> _What is expected_
Tally the lines in the records below that contain the string "Target", and reply with the number alone.

--

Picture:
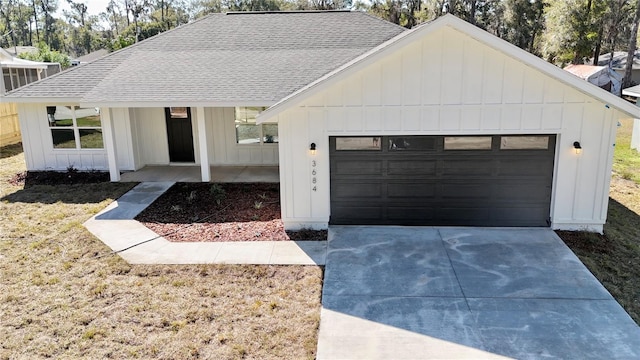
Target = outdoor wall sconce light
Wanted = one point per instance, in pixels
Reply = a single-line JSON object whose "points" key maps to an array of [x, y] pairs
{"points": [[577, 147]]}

--

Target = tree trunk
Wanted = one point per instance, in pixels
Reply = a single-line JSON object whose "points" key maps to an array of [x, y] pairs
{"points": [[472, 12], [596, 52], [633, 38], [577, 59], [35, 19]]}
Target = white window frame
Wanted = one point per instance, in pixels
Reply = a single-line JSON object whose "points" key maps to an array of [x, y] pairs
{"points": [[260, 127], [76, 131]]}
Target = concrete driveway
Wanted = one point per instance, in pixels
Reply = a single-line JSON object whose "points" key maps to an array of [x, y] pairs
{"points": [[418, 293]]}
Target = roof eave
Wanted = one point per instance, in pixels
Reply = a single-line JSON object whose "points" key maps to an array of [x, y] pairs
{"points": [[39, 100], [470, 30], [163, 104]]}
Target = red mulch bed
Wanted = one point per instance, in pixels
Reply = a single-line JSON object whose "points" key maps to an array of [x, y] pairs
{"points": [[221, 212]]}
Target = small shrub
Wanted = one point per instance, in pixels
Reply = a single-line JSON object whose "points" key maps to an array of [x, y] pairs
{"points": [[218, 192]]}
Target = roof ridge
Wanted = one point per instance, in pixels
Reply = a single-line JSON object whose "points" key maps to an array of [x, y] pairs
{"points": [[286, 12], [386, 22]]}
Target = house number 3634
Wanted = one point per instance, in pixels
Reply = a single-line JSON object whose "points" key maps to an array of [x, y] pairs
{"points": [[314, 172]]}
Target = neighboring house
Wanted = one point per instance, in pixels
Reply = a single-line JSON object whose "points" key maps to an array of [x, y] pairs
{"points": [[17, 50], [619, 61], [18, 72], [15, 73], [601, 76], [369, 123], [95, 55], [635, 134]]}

--

> _Answer_
10